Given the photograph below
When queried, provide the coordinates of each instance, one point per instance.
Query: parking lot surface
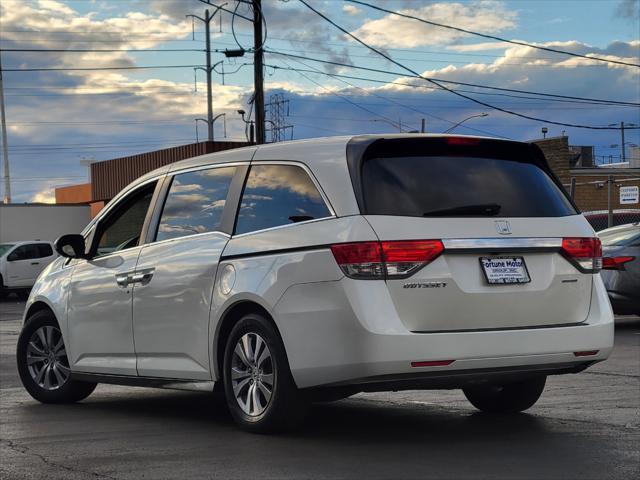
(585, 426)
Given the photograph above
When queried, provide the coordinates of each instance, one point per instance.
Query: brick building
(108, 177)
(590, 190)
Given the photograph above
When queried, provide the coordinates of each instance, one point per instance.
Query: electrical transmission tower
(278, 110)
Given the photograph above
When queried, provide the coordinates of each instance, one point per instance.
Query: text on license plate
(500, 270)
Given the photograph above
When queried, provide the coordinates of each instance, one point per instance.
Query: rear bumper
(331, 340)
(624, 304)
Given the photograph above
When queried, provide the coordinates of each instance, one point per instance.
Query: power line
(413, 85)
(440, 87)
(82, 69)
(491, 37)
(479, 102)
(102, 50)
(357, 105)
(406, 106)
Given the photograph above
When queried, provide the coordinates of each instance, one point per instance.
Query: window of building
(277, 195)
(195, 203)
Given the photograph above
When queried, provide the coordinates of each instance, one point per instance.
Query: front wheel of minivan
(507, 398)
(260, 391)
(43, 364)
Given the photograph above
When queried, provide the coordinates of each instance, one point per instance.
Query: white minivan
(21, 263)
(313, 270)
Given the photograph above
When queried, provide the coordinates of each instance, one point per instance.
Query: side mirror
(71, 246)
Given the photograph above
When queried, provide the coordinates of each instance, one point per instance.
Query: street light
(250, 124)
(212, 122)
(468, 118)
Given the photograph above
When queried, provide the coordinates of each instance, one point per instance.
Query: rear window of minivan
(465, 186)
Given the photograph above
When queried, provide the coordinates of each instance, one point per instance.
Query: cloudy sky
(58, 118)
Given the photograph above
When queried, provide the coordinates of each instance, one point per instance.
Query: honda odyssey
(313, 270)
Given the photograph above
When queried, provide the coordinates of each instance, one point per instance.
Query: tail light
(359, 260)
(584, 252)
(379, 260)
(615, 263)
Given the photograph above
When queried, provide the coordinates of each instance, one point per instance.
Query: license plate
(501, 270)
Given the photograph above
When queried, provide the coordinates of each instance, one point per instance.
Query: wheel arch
□ □ □ □
- _GIVEN TASK_:
Skipping the pictures, transcribe each line above exactly as it appears.

- _OUTPUT OF THE TASK_:
Given the photograph below
When queried, provide the coordinates of each instance, one point per instance.
Query: parking lot surface
(585, 426)
Given the photograph above
When queried, provide the coordinates of each instance, one point per instance.
Query: brick building
(108, 177)
(590, 190)
Given the photograph above
When queried, provide the coordinates of each instance, one point per instance.
Query: electrical transmission tower
(278, 110)
Given the photograph above
When queried, provide the coordinates of each instance, one point per instance.
Query: text on license plate
(500, 270)
Given the photograph above
When queried, provide the coordinates of each instance, one point per instance.
Query: rear bumper
(331, 340)
(624, 304)
Given the photograph above
When queried, provide the coordinates of each instance, one point per instance.
Query: power line
(413, 85)
(440, 87)
(82, 69)
(491, 37)
(479, 102)
(102, 50)
(357, 105)
(406, 106)
Given the photograph above
When queried, provide the coordinates of each instance, one point per instance.
Query: window of building
(277, 195)
(195, 203)
Given the photograph above
When queried, provide the coordinates of each instance, one point per instance.
Query: front wheel of minivan
(507, 398)
(260, 391)
(43, 364)
Given the photograph above
When queried, provide the coordinates of each instance, one point per instance.
Query: white minivan
(21, 263)
(313, 270)
Given the photograph above
When queried, provide the coordinates of each instance, one point per instance.
Query: side mirror
(71, 246)
Given the photograph above
When queried, provide the coordinates of each instance, one point per instance.
Query: street light
(250, 124)
(212, 122)
(468, 118)
Given the photograph above
When queried, provide the coordinates of each instance, one point per instance.
Query: rear window of minivan
(465, 186)
Given the photograph above
When queried, provide the coordinates of each instance, one point per instance.
Query: cloudy sky
(58, 118)
Given the photograph above
When queried, provide the coordinates of each instance, one point per instance.
Query: honda odyssey
(313, 270)
Given the photograph above
When queried, provide the coordinates of each instance, one point per instance.
Query: tail light
(359, 260)
(584, 252)
(379, 260)
(615, 263)
Given the photograph above
When queried, provide the coordinates of each instance, one point per instance.
Query: license plate
(501, 270)
Given the photograph above
When queried, provide the coordinates of each instance, one point per instance.
Query: wheel arch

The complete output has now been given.